• PROVIDED DATA:
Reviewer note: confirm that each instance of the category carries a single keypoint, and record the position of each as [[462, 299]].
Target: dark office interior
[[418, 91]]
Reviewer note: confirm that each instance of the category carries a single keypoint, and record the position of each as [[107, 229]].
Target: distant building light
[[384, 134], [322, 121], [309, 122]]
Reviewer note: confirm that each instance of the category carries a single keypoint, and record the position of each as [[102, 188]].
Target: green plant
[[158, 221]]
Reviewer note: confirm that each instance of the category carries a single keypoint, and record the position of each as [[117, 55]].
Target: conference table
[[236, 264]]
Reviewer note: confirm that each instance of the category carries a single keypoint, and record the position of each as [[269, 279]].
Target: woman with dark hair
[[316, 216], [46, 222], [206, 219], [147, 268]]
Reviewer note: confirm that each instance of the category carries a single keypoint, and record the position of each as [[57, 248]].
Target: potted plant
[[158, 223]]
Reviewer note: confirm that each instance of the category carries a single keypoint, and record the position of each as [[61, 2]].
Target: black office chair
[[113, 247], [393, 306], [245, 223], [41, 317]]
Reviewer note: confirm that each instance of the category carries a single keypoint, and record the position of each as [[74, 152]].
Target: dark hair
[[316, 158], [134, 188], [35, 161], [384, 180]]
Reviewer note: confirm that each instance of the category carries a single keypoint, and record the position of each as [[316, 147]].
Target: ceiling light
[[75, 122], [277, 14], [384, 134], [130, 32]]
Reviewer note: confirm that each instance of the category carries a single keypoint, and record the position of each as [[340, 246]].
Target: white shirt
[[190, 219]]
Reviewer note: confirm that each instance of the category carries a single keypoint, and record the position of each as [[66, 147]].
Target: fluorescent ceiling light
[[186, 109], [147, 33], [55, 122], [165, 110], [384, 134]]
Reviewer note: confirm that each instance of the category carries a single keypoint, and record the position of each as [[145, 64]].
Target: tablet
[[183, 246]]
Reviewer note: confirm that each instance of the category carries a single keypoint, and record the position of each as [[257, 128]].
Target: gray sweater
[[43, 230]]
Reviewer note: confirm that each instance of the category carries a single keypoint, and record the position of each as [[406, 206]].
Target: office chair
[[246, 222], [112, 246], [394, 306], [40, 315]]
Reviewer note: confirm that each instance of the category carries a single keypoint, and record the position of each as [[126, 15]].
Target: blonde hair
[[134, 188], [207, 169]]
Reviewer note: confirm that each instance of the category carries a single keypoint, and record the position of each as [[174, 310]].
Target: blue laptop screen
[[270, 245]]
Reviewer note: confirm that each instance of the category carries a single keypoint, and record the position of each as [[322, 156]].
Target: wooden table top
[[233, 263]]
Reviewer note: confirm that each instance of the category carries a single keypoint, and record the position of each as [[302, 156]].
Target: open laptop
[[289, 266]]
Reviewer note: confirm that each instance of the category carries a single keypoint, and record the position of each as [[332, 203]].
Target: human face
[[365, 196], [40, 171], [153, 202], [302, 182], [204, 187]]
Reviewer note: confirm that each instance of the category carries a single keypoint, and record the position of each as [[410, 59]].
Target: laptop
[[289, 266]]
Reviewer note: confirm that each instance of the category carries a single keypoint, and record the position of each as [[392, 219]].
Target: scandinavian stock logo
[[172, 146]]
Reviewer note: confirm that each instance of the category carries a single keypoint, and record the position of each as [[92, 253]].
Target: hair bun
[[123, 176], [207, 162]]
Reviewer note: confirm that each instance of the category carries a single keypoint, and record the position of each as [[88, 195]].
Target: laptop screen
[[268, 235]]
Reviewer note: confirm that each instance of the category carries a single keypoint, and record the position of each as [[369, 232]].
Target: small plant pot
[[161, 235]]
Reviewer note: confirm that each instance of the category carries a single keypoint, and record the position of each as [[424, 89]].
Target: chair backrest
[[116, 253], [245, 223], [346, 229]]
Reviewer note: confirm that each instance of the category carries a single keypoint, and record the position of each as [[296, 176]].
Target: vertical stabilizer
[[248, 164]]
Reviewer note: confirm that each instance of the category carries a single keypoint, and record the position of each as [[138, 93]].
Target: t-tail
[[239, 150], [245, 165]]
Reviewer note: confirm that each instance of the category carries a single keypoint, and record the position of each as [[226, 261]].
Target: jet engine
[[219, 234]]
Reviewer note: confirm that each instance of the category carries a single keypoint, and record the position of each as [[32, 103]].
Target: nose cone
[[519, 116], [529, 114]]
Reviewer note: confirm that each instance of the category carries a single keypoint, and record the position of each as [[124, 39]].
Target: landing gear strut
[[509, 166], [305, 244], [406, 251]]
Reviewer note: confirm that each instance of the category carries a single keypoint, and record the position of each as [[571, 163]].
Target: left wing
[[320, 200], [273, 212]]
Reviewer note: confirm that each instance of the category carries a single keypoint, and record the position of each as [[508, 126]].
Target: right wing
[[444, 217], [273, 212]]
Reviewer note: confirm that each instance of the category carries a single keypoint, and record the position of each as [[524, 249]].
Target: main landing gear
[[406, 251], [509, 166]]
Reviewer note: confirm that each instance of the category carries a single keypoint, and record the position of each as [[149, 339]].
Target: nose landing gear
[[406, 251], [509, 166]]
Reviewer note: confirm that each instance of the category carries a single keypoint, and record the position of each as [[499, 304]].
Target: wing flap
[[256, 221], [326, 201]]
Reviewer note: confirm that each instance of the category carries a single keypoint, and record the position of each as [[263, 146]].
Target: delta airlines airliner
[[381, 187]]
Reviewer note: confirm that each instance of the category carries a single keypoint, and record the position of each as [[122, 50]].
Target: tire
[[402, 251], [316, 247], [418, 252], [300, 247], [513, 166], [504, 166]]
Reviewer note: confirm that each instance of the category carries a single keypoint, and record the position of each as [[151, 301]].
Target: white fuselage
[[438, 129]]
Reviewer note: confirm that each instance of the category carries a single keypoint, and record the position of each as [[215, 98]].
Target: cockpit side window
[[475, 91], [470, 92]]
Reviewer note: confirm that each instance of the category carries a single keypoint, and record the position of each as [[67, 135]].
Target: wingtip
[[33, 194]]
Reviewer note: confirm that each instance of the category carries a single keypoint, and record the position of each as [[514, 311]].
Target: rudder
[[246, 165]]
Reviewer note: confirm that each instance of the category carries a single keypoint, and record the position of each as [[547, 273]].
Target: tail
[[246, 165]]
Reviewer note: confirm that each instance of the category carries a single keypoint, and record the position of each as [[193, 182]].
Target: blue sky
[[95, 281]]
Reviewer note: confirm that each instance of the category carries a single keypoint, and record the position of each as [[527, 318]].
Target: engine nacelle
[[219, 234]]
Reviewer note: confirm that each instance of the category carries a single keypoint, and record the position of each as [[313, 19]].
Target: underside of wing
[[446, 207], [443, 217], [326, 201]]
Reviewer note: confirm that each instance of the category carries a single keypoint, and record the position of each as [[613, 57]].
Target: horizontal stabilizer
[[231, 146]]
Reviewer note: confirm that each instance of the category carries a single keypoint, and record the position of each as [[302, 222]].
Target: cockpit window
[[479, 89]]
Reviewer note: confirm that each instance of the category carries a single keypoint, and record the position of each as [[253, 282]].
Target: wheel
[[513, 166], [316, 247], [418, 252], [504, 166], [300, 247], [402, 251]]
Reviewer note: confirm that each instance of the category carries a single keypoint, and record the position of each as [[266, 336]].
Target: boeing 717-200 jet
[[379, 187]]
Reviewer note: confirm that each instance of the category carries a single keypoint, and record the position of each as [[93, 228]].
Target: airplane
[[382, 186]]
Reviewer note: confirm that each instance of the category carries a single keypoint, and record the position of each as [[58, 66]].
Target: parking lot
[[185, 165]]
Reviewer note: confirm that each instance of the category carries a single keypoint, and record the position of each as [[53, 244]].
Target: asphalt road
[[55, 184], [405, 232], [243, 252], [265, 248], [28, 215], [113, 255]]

• SET PROBLEM: Put every line of the records above into a Markdown table with two columns: Number, which holds each row's number, and Line, which holds the line itself. Leave out any blank lines.

• EXPECTED ANSWER:
| Number | Line |
|---|---|
| 1 | Reviewer note: confirm that each instance of the category carries a single keypoint, and record the position of each as [[462, 299]]. |
| 2 | Target: dark office interior |
| 3 | [[418, 91]] |
| 4 | Reviewer note: confirm that each instance of the category carries a single keypoint, and record the position of each as [[107, 229]]. |
| 5 | Target: distant building light |
| 6 | [[384, 134], [322, 121], [309, 122]] |
| 7 | Reviewer note: confirm that each instance of the category carries a single keypoint, and record the position of each as [[102, 188]]. |
| 8 | Target: green plant |
| 9 | [[158, 221]] |
| 10 | Reviewer note: confirm that each instance of the category carries a single keypoint, and record the position of each as [[117, 55]]. |
| 11 | Target: conference table |
| 12 | [[236, 264]] |
| 13 | Reviewer note: confirm that each instance of the category carries a single keypoint, and record the position of each as [[269, 279]]. |
| 14 | Target: woman with dark hair |
| 15 | [[316, 216], [46, 222], [206, 219], [147, 268]] |
| 16 | Reviewer note: confirm that each instance of the category carries a single keypoint, and record the position of each as [[57, 248]]. |
| 17 | Target: potted plant |
| 18 | [[158, 223]] |
| 19 | Reviewer note: confirm that each instance of the category carries a single keypoint, and record the position of each as [[61, 2]]. |
| 20 | Target: black office chair |
| 21 | [[113, 247], [393, 306], [245, 223], [41, 317]] |
| 22 | Reviewer note: confirm that each instance of the category carries a single keypoint, and record the position of each as [[74, 152]]. |
| 23 | Target: dark hair |
| 24 | [[316, 158], [134, 188], [35, 161], [384, 180]] |
| 25 | Reviewer note: confirm that each instance of the category carries a single keypoint, and record the position of each as [[316, 147]]. |
| 26 | Target: ceiling light |
| 27 | [[75, 122], [277, 14], [384, 134], [130, 32]] |
| 28 | Reviewer note: confirm that each instance of the category carries a single keypoint, and record the position of each as [[340, 246]]. |
| 29 | Target: white shirt |
| 30 | [[190, 219]] |
| 31 | Reviewer note: confirm that each instance of the category carries a single keypoint, and record the position of each as [[66, 147]]. |
| 32 | Target: fluorescent ceiling light |
| 33 | [[186, 109], [147, 33], [55, 122], [165, 110], [384, 134]] |
| 34 | Reviewer note: confirm that each instance of the category carries a single keypoint, and record the position of each as [[145, 64]]. |
| 35 | Target: tablet |
| 36 | [[183, 246]] |
| 37 | Reviewer note: confirm that each instance of the category carries a single keypoint, and record the position of each as [[257, 128]]. |
| 38 | Target: gray sweater |
| 39 | [[43, 230]] |
| 40 | Reviewer note: confirm that each instance of the category carries a single keypoint, and record the position of each as [[406, 206]]. |
| 41 | Target: office chair |
| 42 | [[246, 222], [112, 246], [394, 306], [40, 315]] |
| 43 | Reviewer note: confirm that each instance of the category carries a single keypoint, and record the position of each as [[126, 15]]. |
| 44 | Target: blonde hair |
| 45 | [[134, 188], [207, 169]] |
| 46 | Reviewer note: confirm that each instance of the category carries a single keypoint, and record the position of each as [[174, 310]]. |
| 47 | Target: blue laptop screen |
| 48 | [[270, 245]] |
| 49 | Reviewer note: confirm that each instance of the category carries a single keypoint, and record the position of each as [[322, 156]]. |
| 50 | Target: wooden table top |
| 51 | [[233, 263]] |
| 52 | Reviewer note: confirm that each instance of the category carries a single keypoint, and record the position of each as [[302, 156]]. |
| 53 | Target: open laptop |
| 54 | [[289, 266]] |
| 55 | Reviewer note: confirm that each instance of the category carries a single keypoint, and record the position of each as [[332, 203]]. |
| 56 | Target: human face |
| 57 | [[365, 196], [40, 171], [153, 202], [302, 182], [204, 187]] |
| 58 | Reviewer note: confirm that each instance of the category carries a single keypoint, and record the position of each as [[410, 59]]. |
| 59 | Target: laptop |
| 60 | [[289, 266]] |
| 61 | Reviewer note: confirm that each instance of the category carries a single keypoint, and record the position of each as [[392, 219]]. |
| 62 | Target: scandinavian stock logo |
| 63 | [[172, 146]] |
| 64 | Reviewer note: confirm that each instance of the category carries a single keypoint, and record the position of each as [[92, 253]]. |
| 65 | Target: hair bun |
| 66 | [[123, 176], [207, 162]] |
| 67 | Reviewer note: confirm that each instance of the category carries a single keypoint, and record the position of each as [[88, 195]]. |
| 68 | Target: laptop screen |
| 69 | [[268, 235]] |
| 70 | Reviewer note: confirm that each instance of the category carries a single keypoint, and record the position of each as [[369, 232]]. |
| 71 | Target: small plant pot |
| 72 | [[161, 235]] |
| 73 | Reviewer note: confirm that each instance of the category carries a single keypoint, and record the position of each as [[424, 89]]. |
| 74 | Target: chair backrest |
| 75 | [[116, 253], [245, 223], [346, 229]] |
| 76 | Reviewer note: confirm that each instance of the category carries a single keypoint, and record the position of each as [[296, 176]]. |
| 77 | Target: vertical stabilizer |
| 78 | [[248, 164]] |
| 79 | Reviewer note: confirm that each instance of the category carries a single keypoint, and record the position of each as [[138, 93]]. |
| 80 | Target: t-tail |
| 81 | [[239, 150], [245, 165]] |
| 82 | Reviewer note: confirm that each instance of the category carries a single keypoint, and record the position of each as [[226, 261]]. |
| 83 | Target: jet engine |
| 84 | [[219, 234]] |
| 85 | Reviewer note: confirm that each instance of the category carries a single keypoint, and record the position of each as [[32, 103]]. |
| 86 | Target: nose cone |
| 87 | [[519, 116], [529, 114]] |
| 88 | Reviewer note: confirm that each instance of the category carries a single keypoint, and record the position of each as [[124, 39]]. |
| 89 | Target: landing gear strut |
| 90 | [[509, 166], [305, 244], [406, 251]] |
| 91 | Reviewer note: confirm that each instance of the category carries a single keypoint, and record the position of each as [[571, 163]]. |
| 92 | Target: left wing |
| 93 | [[320, 200], [273, 212]] |
| 94 | Reviewer note: confirm that each instance of the category carries a single keypoint, and record the position of each as [[508, 126]]. |
| 95 | Target: right wing |
| 96 | [[444, 217], [273, 212]] |
| 97 | Reviewer note: confirm that each instance of the category carries a single keypoint, and record the position of each as [[524, 249]]. |
| 98 | Target: main landing gear |
| 99 | [[406, 251], [509, 166]] |
| 100 | Reviewer note: confirm that each instance of the category carries a single keypoint, and record the position of each as [[149, 339]]. |
| 101 | Target: nose landing gear |
| 102 | [[406, 251], [509, 166]] |
| 103 | Reviewer note: confirm that each instance of the category carries a single keypoint, and record the position of each as [[499, 304]]. |
| 104 | Target: wing flap |
| 105 | [[256, 221], [326, 201]] |
| 106 | Reviewer note: confirm that each instance of the category carries a single keypoint, and record the position of each as [[263, 146]]. |
| 107 | Target: delta airlines airliner |
| 108 | [[381, 187]] |
| 109 | Reviewer note: confirm that each instance of the category carries a single keypoint, and record the position of each as [[122, 50]]. |
| 110 | Target: tire |
| 111 | [[402, 251], [316, 247], [418, 252], [300, 247], [513, 166], [504, 166]] |
| 112 | Reviewer note: confirm that each instance of the category carries a single keypoint, and record the position of each as [[151, 301]]. |
| 113 | Target: white fuselage |
| 114 | [[438, 129]] |
| 115 | Reviewer note: confirm that each instance of the category carries a single keypoint, and record the position of each as [[215, 98]]. |
| 116 | Target: cockpit side window |
| 117 | [[475, 91], [470, 92]] |
| 118 | Reviewer note: confirm that each instance of the category carries a single keypoint, and record the position of each as [[67, 135]]. |
| 119 | Target: wingtip |
| 120 | [[33, 194]] |
| 121 | Reviewer note: confirm that each instance of the category carries a single keypoint, and record the position of each as [[514, 311]]. |
| 122 | Target: rudder |
| 123 | [[246, 165]] |
| 124 | Reviewer note: confirm that each instance of the category carries a single keypoint, and record the position of each as [[547, 273]]. |
| 125 | Target: tail |
| 126 | [[246, 165]] |
| 127 | Reviewer note: confirm that each instance of the category carries a single keypoint, and record the position of each as [[193, 182]]. |
| 128 | Target: blue sky |
| 129 | [[95, 281]] |
| 130 | Reviewer note: confirm that each instance of the category carries a single keypoint, and record the position of each as [[527, 318]]. |
| 131 | Target: engine nacelle |
| 132 | [[219, 234]] |
| 133 | Reviewer note: confirm that each instance of the category carries a single keypoint, and record the position of each as [[313, 19]]. |
| 134 | Target: underside of wing |
| 135 | [[446, 207], [443, 217], [326, 201]] |
| 136 | Reviewer note: confirm that each instance of the category carries a single keypoint, and record the position of each as [[613, 57]]. |
| 137 | Target: horizontal stabilizer |
| 138 | [[231, 146]] |
| 139 | Reviewer note: confirm that each instance of the category carries a single keypoint, and record the position of each as [[302, 222]]. |
| 140 | Target: cockpit window |
| 141 | [[479, 89]] |
| 142 | Reviewer note: confirm that each instance of the category carries a single keypoint, and record the position of each as [[253, 282]]. |
| 143 | Target: wheel |
| 144 | [[513, 166], [316, 247], [418, 252], [504, 166], [300, 247], [402, 251]] |
| 145 | Reviewer note: confirm that each instance of the category carries a single keypoint, and record the position of each as [[266, 336]]. |
| 146 | Target: boeing 717-200 jet |
| 147 | [[379, 187]] |
| 148 | Reviewer note: confirm that each instance of the category carries a single keypoint, and record the position of each as [[93, 228]]. |
| 149 | Target: airplane |
| 150 | [[382, 186]] |
| 151 | Reviewer note: confirm that each instance of the category carries a single keypoint, and record the position of each as [[58, 66]]. |
| 152 | Target: parking lot |
| 153 | [[185, 165]] |
| 154 | Reviewer note: confirm that each instance of the category carries a single keypoint, and record the position of each as [[53, 244]]. |
| 155 | Target: asphalt road |
| 156 | [[55, 184], [405, 232], [243, 252], [265, 248], [28, 215], [113, 255]] |